(Coordinate annotation entries)
──────────

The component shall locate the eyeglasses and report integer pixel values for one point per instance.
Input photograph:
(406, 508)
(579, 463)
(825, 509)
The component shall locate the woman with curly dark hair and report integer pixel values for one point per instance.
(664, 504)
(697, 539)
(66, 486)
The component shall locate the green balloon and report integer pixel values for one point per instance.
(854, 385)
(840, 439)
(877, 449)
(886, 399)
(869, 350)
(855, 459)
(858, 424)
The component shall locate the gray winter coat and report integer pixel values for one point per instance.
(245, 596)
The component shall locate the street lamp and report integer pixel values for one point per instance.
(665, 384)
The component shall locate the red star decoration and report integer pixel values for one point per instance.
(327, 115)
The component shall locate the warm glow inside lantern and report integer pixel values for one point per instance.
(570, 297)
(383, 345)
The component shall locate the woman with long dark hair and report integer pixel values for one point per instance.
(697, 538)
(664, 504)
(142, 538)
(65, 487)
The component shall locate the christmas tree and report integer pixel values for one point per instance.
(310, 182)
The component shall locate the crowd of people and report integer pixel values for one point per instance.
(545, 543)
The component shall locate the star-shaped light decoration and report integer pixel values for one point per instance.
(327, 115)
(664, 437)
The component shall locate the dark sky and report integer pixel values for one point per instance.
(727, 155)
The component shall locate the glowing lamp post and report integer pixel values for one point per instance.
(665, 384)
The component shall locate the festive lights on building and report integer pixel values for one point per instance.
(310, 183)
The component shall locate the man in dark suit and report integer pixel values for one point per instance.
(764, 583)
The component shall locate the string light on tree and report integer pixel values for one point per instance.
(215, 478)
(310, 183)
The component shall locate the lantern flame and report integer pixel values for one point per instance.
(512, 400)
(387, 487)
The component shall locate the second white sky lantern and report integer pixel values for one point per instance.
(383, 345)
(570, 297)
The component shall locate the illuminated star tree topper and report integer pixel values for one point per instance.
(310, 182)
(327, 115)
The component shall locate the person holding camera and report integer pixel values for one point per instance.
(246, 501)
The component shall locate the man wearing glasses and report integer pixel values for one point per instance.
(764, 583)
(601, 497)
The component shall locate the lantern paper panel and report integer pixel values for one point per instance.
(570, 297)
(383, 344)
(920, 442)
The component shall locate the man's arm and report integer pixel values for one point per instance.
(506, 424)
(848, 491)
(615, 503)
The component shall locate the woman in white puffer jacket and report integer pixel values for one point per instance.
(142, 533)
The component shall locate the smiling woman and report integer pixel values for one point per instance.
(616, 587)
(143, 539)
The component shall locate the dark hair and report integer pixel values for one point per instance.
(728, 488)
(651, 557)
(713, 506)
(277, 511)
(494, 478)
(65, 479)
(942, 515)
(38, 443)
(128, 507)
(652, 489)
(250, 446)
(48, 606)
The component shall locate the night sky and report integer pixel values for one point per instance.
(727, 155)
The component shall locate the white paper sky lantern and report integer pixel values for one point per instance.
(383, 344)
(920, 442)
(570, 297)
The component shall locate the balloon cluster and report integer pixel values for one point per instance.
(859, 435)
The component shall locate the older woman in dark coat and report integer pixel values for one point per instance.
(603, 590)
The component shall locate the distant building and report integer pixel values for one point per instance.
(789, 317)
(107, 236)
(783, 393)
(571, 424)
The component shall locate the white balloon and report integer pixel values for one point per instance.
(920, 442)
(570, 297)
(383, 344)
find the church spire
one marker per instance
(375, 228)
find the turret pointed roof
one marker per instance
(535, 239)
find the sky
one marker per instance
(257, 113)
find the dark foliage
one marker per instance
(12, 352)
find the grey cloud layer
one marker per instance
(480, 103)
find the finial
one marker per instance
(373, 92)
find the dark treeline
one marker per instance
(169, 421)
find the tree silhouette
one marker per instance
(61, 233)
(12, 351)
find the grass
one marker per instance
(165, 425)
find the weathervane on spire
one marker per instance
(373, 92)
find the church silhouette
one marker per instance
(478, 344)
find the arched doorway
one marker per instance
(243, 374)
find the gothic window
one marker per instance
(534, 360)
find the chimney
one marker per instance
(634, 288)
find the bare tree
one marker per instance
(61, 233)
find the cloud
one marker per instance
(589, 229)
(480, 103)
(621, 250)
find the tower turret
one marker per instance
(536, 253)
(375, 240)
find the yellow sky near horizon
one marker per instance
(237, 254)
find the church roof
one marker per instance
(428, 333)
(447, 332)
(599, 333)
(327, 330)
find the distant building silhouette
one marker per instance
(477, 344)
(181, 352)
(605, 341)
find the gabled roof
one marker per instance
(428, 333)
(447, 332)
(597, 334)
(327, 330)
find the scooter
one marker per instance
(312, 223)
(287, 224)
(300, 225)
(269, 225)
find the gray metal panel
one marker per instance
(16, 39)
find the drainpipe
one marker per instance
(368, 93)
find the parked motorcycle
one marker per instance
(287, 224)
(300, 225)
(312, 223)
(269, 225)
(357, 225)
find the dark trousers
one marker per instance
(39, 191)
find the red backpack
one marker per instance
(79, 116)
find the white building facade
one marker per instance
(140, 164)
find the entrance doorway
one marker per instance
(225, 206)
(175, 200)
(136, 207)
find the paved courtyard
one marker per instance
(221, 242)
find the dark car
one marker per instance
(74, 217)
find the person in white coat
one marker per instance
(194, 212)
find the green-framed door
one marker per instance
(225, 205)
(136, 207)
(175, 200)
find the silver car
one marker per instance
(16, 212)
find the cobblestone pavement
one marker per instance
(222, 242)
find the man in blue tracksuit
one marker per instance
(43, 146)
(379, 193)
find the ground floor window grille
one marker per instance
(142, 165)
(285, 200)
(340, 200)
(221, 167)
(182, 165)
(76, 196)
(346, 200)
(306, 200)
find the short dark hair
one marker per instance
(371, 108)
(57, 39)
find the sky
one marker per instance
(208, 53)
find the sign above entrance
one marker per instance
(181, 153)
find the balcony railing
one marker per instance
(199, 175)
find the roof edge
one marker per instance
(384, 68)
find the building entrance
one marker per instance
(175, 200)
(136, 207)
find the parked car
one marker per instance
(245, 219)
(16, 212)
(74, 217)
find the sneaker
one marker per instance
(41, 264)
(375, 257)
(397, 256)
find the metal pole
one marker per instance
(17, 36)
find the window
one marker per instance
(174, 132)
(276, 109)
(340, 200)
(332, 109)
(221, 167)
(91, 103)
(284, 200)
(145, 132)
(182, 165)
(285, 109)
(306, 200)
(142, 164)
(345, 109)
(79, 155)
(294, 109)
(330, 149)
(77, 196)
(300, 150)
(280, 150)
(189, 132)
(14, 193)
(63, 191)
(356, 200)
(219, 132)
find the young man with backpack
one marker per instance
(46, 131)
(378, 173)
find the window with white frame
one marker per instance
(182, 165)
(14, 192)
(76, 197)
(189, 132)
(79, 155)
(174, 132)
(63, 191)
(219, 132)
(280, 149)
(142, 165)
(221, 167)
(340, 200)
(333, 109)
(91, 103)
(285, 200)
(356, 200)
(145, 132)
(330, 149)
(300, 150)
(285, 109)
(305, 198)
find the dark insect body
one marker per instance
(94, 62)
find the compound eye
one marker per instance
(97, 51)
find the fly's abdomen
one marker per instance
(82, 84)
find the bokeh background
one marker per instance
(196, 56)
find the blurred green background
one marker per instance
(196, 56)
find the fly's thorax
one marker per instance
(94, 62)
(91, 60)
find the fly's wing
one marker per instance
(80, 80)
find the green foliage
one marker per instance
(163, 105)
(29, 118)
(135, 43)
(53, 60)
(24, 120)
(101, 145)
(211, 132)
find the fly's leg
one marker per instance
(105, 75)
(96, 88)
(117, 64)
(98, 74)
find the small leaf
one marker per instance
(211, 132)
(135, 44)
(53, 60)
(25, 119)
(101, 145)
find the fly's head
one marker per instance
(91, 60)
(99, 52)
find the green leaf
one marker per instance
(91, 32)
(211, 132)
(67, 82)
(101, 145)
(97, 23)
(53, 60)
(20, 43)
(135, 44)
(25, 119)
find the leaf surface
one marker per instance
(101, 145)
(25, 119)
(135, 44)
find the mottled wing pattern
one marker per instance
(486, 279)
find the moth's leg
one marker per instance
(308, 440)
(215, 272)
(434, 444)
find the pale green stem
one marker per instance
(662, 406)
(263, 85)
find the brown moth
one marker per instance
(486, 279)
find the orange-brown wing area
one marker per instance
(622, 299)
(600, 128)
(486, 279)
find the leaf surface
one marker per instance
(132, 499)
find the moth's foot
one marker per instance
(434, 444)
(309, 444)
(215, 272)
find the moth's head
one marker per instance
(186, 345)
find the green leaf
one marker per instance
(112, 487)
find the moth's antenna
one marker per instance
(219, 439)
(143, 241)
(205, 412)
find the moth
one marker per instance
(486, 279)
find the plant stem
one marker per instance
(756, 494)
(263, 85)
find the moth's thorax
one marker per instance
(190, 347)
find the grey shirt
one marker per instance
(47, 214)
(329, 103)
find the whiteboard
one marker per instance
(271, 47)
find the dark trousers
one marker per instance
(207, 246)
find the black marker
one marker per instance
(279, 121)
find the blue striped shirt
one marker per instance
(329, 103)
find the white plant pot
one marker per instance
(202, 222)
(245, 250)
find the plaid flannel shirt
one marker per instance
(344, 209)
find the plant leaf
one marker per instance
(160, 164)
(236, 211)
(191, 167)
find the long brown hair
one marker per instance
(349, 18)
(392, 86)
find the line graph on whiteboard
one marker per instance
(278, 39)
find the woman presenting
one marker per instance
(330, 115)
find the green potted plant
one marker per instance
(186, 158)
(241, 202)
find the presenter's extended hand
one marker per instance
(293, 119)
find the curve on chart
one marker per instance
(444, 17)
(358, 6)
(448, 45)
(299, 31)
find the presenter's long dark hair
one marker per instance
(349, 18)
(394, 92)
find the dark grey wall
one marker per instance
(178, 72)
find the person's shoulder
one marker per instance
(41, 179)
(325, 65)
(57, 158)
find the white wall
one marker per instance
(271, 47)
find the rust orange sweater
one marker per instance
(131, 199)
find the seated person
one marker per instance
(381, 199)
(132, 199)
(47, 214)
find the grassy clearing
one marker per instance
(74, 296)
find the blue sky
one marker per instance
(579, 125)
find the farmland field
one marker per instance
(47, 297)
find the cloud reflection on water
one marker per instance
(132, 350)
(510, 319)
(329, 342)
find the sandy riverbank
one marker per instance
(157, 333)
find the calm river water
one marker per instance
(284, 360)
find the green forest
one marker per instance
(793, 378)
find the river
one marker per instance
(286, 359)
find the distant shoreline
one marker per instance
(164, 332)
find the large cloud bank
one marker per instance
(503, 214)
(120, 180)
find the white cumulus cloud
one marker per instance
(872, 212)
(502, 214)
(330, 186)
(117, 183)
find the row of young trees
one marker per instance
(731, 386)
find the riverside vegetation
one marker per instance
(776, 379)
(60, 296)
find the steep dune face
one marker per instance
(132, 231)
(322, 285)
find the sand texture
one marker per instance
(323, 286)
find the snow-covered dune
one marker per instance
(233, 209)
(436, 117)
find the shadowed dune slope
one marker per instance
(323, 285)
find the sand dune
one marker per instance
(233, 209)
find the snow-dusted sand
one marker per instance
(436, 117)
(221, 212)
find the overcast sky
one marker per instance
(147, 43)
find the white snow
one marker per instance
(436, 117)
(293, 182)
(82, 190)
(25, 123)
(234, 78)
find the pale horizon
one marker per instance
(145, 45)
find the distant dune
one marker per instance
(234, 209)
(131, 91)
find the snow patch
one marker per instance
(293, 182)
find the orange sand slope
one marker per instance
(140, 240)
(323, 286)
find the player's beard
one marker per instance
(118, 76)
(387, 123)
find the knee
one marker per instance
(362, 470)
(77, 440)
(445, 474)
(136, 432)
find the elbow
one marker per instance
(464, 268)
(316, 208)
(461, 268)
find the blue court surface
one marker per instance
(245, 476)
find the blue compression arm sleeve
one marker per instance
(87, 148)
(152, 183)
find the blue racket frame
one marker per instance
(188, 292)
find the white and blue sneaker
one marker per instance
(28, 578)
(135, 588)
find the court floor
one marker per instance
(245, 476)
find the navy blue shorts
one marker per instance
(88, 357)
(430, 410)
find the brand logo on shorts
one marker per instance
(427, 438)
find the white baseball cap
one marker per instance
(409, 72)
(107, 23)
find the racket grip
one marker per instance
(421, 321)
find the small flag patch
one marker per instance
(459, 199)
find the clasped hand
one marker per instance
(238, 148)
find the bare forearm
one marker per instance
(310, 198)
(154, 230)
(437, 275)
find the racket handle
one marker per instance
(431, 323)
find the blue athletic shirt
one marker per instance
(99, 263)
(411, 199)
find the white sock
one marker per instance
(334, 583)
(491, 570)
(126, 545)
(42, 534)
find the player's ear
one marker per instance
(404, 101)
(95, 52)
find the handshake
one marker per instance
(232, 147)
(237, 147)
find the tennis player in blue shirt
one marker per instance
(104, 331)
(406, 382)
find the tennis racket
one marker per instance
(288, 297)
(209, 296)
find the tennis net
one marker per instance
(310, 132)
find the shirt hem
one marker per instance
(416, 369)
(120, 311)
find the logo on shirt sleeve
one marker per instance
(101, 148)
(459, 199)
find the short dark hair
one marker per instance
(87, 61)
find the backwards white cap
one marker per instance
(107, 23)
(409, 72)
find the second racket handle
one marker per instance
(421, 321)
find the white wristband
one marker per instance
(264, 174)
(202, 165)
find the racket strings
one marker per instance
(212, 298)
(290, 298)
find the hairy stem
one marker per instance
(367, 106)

──────────

Problem ▸ Transcribe, word for word, every line from the one containing "find the tennis racket" through the final line of the entries, and nothing else.

Correct result ▸
find the tennis racket
one marker per instance
(288, 297)
(209, 296)
find the tennis net
one marker per instance
(310, 132)
find the shirt hem
one marker per instance
(416, 369)
(120, 311)
find the logo on shirt sleeve
one marker per instance
(101, 148)
(459, 199)
find the short dark hair
one marker per instance
(87, 61)
find the backwards white cap
one marker per instance
(107, 23)
(409, 72)
find the second racket handle
one marker per instance
(421, 321)
find the white wristband
one marker per instance
(264, 174)
(202, 165)
find the racket strings
one marker per instance
(212, 298)
(290, 298)
find the hairy stem
one marker per instance
(367, 106)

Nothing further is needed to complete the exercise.